**Text under study**.
============================================================
20 February 2012: News from CPAG

Study highlights need for greater investment in children

Child Poverty Action Group is calling on the government to make greater efforts to invest in children, particularly disadvantaged children, following the publication of a research paper showing New Zealand has unusually high rates of infectious diseases. The paper, published in The Lancet, finds rising rates of infectious diseases, with clear ethnic and socioeconomic health inequalities having increased substantially in the last 20 years, particularly for the most deprived Maori and Pacific people.

CPAG spokesperson Dr Nikki Turner says that New Zealand is an outlier among developed countries.

“Hospital admissions for infectious diseases have risen from approximately one fifth of all admissions in the early 1990s to now being more than one quarter of all admissions in the 2004-2008 period. In contrast most developed countries are seeing trends of infectious diseases rates dropping. Young children consistently have the highest rates of infectious diseases, especially lower respiratory tract infections, skin infections and diarrhoeal infections. Young children have admission rates 5 times higher than adolescents and adults.”
============================================================
**Provided material**.
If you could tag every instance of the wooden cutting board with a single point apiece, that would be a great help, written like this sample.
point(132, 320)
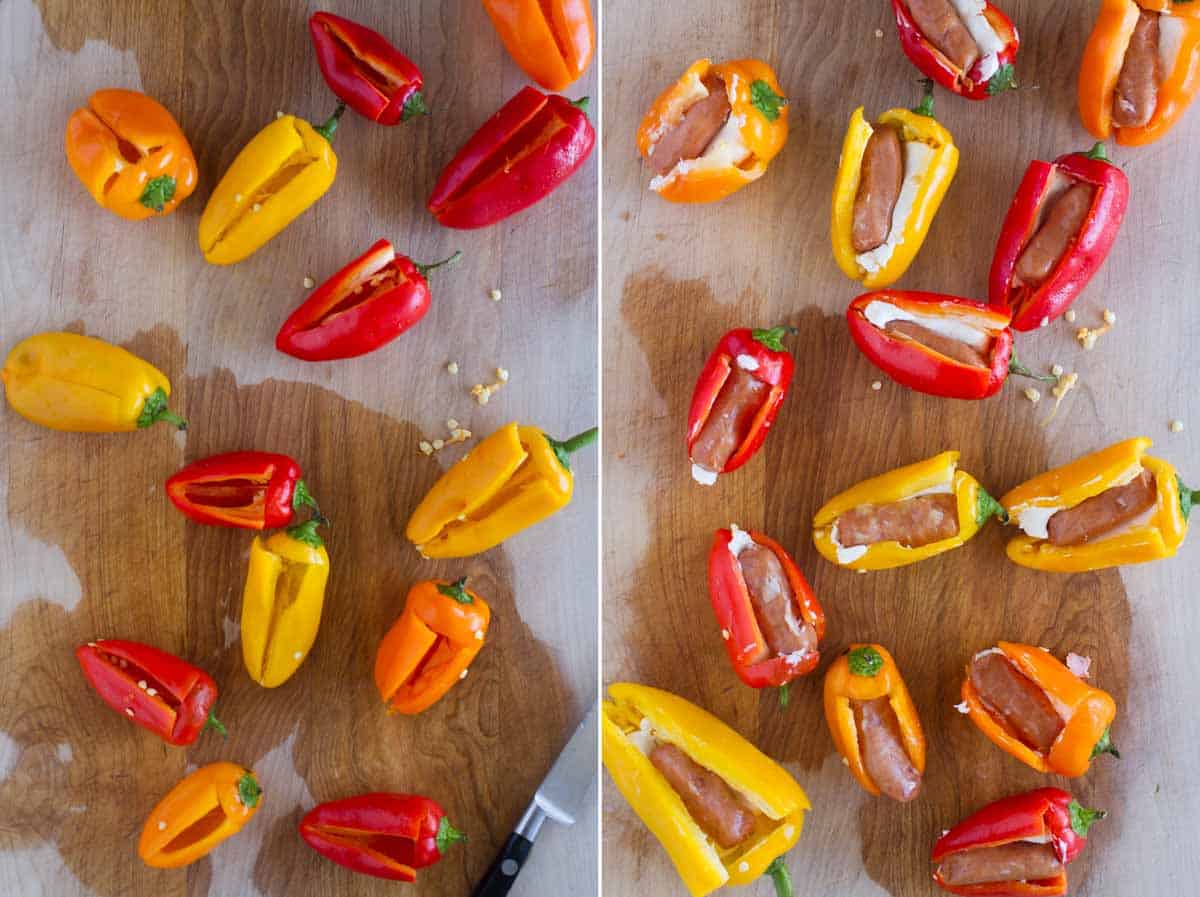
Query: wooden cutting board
point(677, 277)
point(90, 547)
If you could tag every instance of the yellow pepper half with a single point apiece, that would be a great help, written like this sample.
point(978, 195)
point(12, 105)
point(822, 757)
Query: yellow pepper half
point(915, 125)
point(637, 712)
point(84, 385)
point(1146, 540)
point(281, 603)
point(514, 479)
point(286, 168)
point(975, 506)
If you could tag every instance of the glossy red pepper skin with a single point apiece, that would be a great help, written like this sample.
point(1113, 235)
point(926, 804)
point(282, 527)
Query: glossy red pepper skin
point(933, 64)
point(1081, 259)
point(365, 71)
point(744, 642)
point(774, 369)
point(155, 690)
point(520, 155)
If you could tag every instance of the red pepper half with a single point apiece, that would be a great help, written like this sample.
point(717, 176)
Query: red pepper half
point(364, 306)
point(1084, 254)
point(383, 835)
point(517, 157)
point(1045, 814)
point(156, 690)
point(251, 491)
point(984, 79)
point(365, 71)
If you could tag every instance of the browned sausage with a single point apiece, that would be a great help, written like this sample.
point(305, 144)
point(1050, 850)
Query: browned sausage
point(729, 422)
point(939, 343)
point(689, 139)
point(942, 28)
point(880, 179)
point(1103, 513)
point(913, 522)
point(1060, 226)
point(771, 595)
point(1012, 696)
point(1015, 861)
point(1137, 94)
point(708, 799)
point(883, 754)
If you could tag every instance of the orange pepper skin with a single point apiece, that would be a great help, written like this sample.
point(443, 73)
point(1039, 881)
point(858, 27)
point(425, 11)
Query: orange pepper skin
point(551, 40)
point(1087, 712)
point(163, 175)
point(432, 644)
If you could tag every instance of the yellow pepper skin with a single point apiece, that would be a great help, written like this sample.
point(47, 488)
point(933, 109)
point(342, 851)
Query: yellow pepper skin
point(1084, 477)
point(84, 385)
point(281, 603)
point(975, 506)
point(913, 125)
point(514, 479)
point(286, 168)
point(766, 786)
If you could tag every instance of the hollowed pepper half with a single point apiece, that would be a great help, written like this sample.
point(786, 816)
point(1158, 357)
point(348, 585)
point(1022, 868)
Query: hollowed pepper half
point(432, 644)
point(1113, 506)
point(384, 835)
point(282, 601)
point(85, 385)
point(130, 154)
point(514, 479)
point(207, 807)
point(904, 516)
point(695, 783)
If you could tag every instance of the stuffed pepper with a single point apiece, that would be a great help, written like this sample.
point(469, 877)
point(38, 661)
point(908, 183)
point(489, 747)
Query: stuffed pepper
point(432, 644)
point(1109, 507)
point(514, 479)
point(1056, 234)
point(874, 722)
point(736, 399)
point(84, 385)
point(904, 516)
point(1140, 68)
point(771, 620)
point(130, 154)
point(714, 131)
point(966, 46)
point(519, 157)
point(1035, 708)
point(725, 812)
point(363, 307)
point(891, 181)
point(1015, 847)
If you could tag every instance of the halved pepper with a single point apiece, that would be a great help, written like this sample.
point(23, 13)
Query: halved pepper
point(934, 476)
point(384, 835)
point(207, 807)
point(287, 167)
point(130, 154)
point(1156, 534)
point(155, 690)
point(636, 721)
point(85, 385)
point(282, 601)
point(514, 479)
point(432, 644)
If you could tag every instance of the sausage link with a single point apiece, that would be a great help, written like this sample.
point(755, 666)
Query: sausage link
point(708, 799)
point(1018, 700)
point(1103, 513)
point(881, 176)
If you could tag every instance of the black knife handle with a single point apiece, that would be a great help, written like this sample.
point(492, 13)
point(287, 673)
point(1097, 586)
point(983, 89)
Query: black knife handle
point(504, 870)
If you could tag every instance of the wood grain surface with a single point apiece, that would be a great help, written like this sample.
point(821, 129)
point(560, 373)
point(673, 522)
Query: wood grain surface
point(90, 547)
point(676, 277)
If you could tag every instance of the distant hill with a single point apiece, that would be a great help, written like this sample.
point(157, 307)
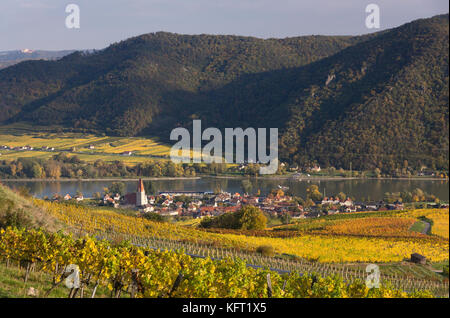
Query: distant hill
point(378, 100)
point(8, 58)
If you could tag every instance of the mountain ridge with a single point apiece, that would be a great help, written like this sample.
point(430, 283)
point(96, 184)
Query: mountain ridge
point(374, 100)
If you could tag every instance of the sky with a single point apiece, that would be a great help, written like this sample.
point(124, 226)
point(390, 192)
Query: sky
point(41, 24)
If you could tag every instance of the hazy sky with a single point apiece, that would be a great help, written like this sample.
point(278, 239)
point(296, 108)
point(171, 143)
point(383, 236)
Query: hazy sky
point(40, 24)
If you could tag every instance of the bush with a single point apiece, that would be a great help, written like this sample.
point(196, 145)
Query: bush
point(154, 217)
point(265, 250)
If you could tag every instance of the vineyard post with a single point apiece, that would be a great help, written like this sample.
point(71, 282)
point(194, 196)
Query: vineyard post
point(269, 286)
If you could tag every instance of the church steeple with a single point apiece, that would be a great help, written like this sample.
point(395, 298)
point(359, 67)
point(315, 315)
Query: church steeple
point(141, 197)
point(140, 186)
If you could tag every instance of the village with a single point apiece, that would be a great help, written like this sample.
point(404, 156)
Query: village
point(197, 204)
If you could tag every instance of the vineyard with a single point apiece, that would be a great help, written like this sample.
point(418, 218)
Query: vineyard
point(322, 248)
point(143, 272)
point(337, 249)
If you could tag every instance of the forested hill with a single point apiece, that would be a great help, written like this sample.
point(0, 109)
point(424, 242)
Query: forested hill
point(374, 100)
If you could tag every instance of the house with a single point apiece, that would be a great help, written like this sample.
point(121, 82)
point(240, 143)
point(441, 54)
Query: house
point(316, 168)
point(347, 203)
point(141, 198)
point(179, 204)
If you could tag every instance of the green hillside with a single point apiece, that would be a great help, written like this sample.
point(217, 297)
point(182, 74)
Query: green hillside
point(377, 101)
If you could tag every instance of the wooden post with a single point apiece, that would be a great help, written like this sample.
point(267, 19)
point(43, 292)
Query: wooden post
point(269, 286)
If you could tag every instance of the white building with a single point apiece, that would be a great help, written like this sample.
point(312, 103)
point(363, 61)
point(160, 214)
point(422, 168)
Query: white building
point(141, 198)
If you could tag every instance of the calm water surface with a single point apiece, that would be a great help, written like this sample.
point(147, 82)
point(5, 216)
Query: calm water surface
point(360, 189)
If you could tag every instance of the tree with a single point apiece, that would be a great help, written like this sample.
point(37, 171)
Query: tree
point(251, 218)
point(150, 187)
point(246, 186)
point(117, 187)
point(342, 196)
point(313, 193)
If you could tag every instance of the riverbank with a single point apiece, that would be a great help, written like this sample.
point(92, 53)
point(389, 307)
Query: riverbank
point(99, 179)
point(266, 177)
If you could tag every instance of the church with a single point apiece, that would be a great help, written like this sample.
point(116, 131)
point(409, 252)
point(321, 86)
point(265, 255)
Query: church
point(141, 198)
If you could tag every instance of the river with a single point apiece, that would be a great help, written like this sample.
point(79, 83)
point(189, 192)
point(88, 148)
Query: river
point(359, 189)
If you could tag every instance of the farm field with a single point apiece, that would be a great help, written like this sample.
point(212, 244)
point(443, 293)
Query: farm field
point(105, 148)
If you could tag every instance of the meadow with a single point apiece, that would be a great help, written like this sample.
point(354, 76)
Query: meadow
point(106, 148)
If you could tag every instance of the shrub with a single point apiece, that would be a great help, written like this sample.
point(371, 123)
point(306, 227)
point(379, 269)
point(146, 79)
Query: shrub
point(265, 250)
point(247, 218)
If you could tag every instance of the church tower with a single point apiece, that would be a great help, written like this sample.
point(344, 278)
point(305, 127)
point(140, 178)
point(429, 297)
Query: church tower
point(141, 198)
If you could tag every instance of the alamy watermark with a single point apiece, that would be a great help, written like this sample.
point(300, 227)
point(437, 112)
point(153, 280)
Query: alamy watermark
point(373, 279)
point(257, 147)
point(373, 19)
point(73, 19)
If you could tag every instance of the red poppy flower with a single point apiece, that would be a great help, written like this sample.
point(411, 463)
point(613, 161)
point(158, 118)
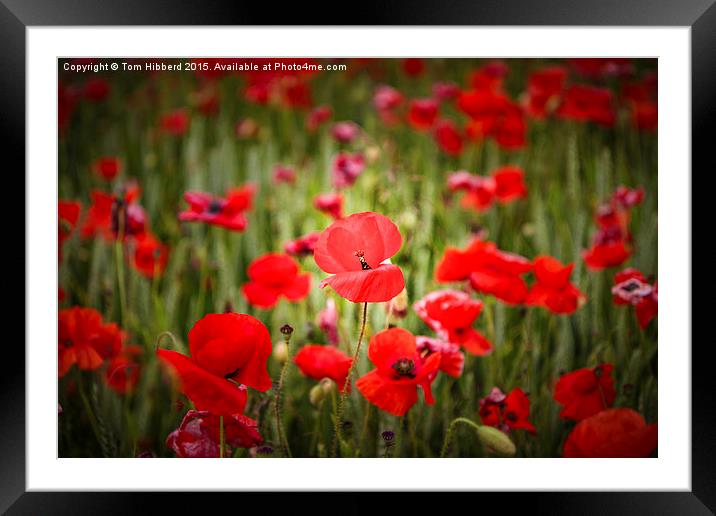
============================================================
**Required action 1**. Which journal published the research paper described in the CPAG news item on infectious diseases?
**Required action 2**. Pick up the CPAG news item on infectious diseases after its last sentence and continue it.

**Response box 1**. The Lancet.

**Response box 2**.
CPAG is concerned that as the government seeks to economise by cutting social services, the health of vulnerable young children will continue to deteriorate.

“Poverty has a strong effect on health, and is most marked for those in the greatest poverty. Maori and Pacific children have double the risk of being admitted for infectious diseases, and this has been increasing over time.

“As the government is consulting on vulnerable children, this research very clearly shows that poverty, poor housing and lack of access to healthcare are the biggest risk factors for children. The clear increase in inequalities as measured both by socioeconomic markers and ethnicity is of significant concern, and needs to be addressed urgently,” says Dr Turner.